* _TASK TO COMPLETE_: An exact copy of every record below is what's needed here.

* _EXTRACTED ENTRIES_:
========

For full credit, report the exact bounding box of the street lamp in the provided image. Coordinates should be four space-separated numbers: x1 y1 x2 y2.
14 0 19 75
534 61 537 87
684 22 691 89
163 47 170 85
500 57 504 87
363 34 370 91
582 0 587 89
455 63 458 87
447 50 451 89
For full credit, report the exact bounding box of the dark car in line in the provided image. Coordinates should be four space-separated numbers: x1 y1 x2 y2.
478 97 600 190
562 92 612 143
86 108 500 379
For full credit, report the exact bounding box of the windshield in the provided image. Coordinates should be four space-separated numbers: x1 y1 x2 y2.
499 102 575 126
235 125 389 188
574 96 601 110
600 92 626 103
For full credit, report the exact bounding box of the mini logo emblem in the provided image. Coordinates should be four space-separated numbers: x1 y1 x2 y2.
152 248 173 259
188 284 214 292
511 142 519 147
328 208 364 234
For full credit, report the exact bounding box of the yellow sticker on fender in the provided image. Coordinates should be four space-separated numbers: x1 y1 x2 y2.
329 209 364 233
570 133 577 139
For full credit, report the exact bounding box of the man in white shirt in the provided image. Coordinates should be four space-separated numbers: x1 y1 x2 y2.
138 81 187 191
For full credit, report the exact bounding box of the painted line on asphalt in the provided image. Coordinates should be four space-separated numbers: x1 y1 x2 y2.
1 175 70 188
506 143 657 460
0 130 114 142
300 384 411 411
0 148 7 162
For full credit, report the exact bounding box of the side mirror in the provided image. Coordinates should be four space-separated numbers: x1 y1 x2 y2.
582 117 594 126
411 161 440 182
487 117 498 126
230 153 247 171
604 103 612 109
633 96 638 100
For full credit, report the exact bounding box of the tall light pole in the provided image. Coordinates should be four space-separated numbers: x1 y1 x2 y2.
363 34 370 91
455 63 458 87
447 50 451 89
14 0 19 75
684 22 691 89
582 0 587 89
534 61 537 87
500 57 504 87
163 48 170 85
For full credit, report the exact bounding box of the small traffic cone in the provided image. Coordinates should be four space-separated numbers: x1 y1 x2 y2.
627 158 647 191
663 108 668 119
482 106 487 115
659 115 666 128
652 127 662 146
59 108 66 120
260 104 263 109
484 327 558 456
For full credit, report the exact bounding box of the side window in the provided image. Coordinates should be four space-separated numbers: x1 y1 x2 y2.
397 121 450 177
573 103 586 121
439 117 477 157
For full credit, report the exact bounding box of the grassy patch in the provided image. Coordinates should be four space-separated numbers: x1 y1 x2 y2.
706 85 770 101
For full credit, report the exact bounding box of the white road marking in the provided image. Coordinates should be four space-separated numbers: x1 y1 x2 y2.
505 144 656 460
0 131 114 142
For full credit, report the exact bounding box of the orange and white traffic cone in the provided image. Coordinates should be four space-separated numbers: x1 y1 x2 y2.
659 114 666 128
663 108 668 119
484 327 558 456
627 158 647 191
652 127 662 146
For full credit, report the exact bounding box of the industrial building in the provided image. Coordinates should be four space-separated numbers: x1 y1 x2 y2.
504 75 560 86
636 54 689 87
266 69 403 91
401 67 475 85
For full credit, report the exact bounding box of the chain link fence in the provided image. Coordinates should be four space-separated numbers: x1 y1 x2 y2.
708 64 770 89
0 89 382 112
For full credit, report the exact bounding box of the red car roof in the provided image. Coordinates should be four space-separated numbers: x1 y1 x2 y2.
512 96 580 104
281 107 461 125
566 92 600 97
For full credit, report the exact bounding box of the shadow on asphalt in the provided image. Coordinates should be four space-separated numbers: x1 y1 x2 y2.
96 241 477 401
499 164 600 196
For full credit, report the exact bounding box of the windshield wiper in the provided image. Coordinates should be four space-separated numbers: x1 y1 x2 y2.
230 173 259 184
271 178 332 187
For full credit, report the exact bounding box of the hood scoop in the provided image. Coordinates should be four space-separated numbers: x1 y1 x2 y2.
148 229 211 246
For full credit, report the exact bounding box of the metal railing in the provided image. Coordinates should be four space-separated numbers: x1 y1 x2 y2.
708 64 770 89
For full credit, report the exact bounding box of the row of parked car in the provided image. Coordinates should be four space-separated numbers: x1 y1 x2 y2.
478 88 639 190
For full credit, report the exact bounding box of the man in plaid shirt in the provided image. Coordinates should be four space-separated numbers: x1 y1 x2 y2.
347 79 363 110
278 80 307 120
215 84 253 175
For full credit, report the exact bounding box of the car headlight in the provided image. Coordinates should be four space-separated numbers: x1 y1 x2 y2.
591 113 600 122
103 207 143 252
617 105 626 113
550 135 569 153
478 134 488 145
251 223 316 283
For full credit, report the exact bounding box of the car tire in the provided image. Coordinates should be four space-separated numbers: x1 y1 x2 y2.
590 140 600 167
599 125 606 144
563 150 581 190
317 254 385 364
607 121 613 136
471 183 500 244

========

* _PROBLEM SOLUTION_:
For full credit, report the exact bounding box of the street lamp in the provided image. Coordinates should be four space-separated numbers: x1 y1 x2 y2.
14 0 19 75
534 61 537 87
684 22 691 89
163 47 170 85
500 57 504 87
363 34 370 91
582 0 587 89
455 63 458 87
447 50 451 89
For full credit, report the exact bounding box of the dark car in line in the provided image. Coordinates should be four space-separated numbers: x1 y1 x2 y2.
478 97 600 190
562 92 612 143
86 108 500 379
For full credit, report the exact bounding box of the windshield in the provided image. Coordinates should be four space-separated numbers: x1 y1 x2 y2.
499 102 575 126
235 125 389 188
574 96 601 110
600 92 626 103
For full credit, report the exact bounding box of the mini logo emblem in the provided image. Coordinates should be four space-separated numbers: x1 y1 x2 y2.
152 248 173 259
188 284 214 292
511 142 519 147
328 208 364 234
For full credit, report the exact bounding box of the yellow sticker on fender in the provided image. Coordinates should be four space-separated numbers: x1 y1 x2 y2.
329 209 364 233
570 133 577 139
For full credit, report the exact bounding box of the man in white shirt in the provided image. Coordinates should be four space-separated numbers: x1 y1 x2 y2.
138 81 187 191
For full credit, report the exact bounding box of the painted line on asphalt in the provided image. Coordinates should be four space-separated numbers: x1 y1 x2 y2.
1 175 70 188
506 143 657 460
0 130 114 142
300 384 411 411
0 148 7 162
For full credit, report the exact bounding box of the side mirror in the provided image. Coordinates should be four space-separated numbers: x1 y1 x2 y2.
582 117 594 126
411 161 440 182
487 117 498 126
230 153 247 171
604 103 612 109
633 96 638 100
For full credit, report the exact bounding box of the tall light pole in the provided image. Coordinates should be four space-separated numbers: x1 y1 x2 y2.
363 34 370 91
455 63 458 87
447 50 451 89
14 0 19 75
684 22 691 89
582 0 587 89
534 61 537 87
500 57 504 87
163 48 170 85
For full credit, report the exact bounding box of the small traffic cone in the provided image. Coordinates should be four space-separated numbers: x1 y1 x2 y2.
627 158 647 191
663 108 668 119
482 106 487 115
659 115 666 128
652 127 662 146
59 108 66 120
260 104 263 109
484 327 558 456
For full credit, report the exact bounding box of the side window in the provided image. Coordinates should be four space-separated numbers: x1 y1 x2 y2.
397 121 450 177
573 103 586 121
439 117 477 157
For full credit, report the exact bounding box of the grassy patch in the provided image. Coordinates should be four space-separated numbers: x1 y1 x2 y2.
706 85 770 101
For full credit, report the exact bounding box of the white road marking in the provided image. Coordinates should be four space-separated numbers: x1 y1 x2 y2.
505 144 656 460
0 131 114 142
For full credit, report the exact bounding box of the orange and white traffic cone in the provided image. Coordinates should be four space-separated numbers: x1 y1 x2 y2.
659 114 666 128
663 108 668 119
484 327 558 456
627 158 647 191
652 127 662 146
For full credit, report the exact bounding box of the industrial building in the provided image. Coordinates should be four space-separated numbers: x1 y1 x2 y2.
504 75 560 86
636 54 689 87
266 69 403 91
401 67 475 85
For full credit, report the exact bounding box of the chain link fence in the provided image. Coordinates should be four space-separated numbers: x1 y1 x2 y2.
708 64 770 89
0 89 382 112
For full credit, report the exact bounding box of the red car roof in the provided image. Coordinates should be four space-separated numbers: x1 y1 x2 y2.
512 96 580 104
281 107 461 125
566 92 600 97
For full credit, report the exact bounding box of the shadow on asphalt in the provided image. Coordinates should be four space-separated numbers: x1 y1 x2 y2.
96 241 477 401
499 164 600 196
For full credit, report the exact bounding box of the windshield wiper in the provided image. Coordinates should be four space-separated numbers: x1 y1 x2 y2.
230 173 259 184
271 178 332 187
For full credit, report the exact bounding box of the hood scoop in the provided image. Coordinates should be four space-separated numbers: x1 y1 x2 y2.
148 229 211 246
For full credit, report the exact bounding box of the metal railing in the provided image. Coordinates should be four space-separated numbers: x1 y1 x2 y2.
708 64 770 89
For full credit, report the exact bounding box of the row of parked car in the provided image. Coordinates should be four space-separated numbers: x1 y1 x2 y2.
478 88 639 190
For full credit, report the exact bounding box of the man in plaid shirt in the provided image. Coordinates should be four space-separated numbers: x1 y1 x2 y2.
347 79 363 110
278 80 307 120
215 84 253 175
For full credit, report the exact bounding box of the car headlight in the provided image. Coordinates should be four space-separated numbers: x1 y1 x2 y2.
591 113 600 122
103 207 143 252
617 105 626 113
550 135 569 153
478 134 488 145
251 223 316 283
For full credit, report the exact bounding box of the car tire in the provided image. Coordinates should be four space-separated numbers: x1 y1 x2 y2.
590 140 600 167
599 125 606 144
563 150 581 190
317 254 385 364
607 121 613 136
471 183 500 244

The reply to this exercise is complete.